Dataset records
*** Begin section ***
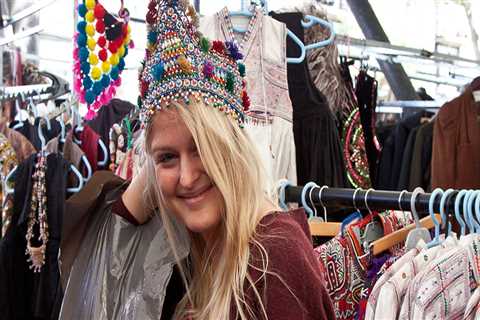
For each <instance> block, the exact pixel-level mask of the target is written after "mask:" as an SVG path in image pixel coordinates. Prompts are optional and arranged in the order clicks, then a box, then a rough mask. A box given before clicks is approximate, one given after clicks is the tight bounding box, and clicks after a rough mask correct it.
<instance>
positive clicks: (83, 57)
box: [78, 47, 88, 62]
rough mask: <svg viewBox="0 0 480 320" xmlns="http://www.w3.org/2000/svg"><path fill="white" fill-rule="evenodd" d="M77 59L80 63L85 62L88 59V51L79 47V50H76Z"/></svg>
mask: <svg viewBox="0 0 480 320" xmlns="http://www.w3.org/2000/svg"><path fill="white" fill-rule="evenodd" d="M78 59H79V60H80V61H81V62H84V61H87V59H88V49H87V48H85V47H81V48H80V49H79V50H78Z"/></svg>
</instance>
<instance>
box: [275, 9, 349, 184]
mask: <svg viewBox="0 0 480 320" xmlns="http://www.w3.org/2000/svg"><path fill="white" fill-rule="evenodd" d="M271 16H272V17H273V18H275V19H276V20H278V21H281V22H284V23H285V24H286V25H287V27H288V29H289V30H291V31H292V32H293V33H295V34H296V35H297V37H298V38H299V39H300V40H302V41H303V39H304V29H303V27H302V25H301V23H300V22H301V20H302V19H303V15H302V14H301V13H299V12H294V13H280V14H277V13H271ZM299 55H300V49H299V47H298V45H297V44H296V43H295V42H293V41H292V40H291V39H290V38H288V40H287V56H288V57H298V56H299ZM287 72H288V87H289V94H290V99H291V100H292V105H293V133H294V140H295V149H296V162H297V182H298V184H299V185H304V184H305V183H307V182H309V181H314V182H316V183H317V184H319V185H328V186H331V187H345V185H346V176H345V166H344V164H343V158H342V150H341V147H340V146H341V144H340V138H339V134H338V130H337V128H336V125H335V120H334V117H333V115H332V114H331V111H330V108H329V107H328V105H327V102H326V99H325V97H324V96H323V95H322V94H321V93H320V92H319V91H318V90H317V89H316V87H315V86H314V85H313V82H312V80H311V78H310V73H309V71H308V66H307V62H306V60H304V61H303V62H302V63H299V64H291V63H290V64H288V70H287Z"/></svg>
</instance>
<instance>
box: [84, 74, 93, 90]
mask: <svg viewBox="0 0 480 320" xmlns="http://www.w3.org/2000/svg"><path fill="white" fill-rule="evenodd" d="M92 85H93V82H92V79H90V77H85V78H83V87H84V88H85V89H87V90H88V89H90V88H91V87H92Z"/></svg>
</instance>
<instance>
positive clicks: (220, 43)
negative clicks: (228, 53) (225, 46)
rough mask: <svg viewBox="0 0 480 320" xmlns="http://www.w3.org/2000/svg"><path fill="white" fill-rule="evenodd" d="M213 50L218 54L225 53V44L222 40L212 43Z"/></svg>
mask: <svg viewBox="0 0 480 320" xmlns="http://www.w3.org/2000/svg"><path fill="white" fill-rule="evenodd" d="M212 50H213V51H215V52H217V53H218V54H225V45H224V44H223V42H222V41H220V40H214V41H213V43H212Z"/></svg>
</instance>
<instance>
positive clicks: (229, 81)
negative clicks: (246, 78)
*** End section ***
(Task to carry out): Quote the data word for word from its beginning through the line containing "box: [78, 47, 88, 62]", including that line. Omit the pictures.

(Worked solution):
For each <instance> block, the exact pixel-level mask of the target is written after "mask:" as an SVG path in image pixel coordinates. Prompts are optional and arranged in the order clicks, then a box, then a rough mask. A box given before clicks is approximate, one given after clicks is the tight bounding box, and clicks after a rough mask correct it.
<instance>
positive clicks: (83, 57)
box: [78, 47, 88, 62]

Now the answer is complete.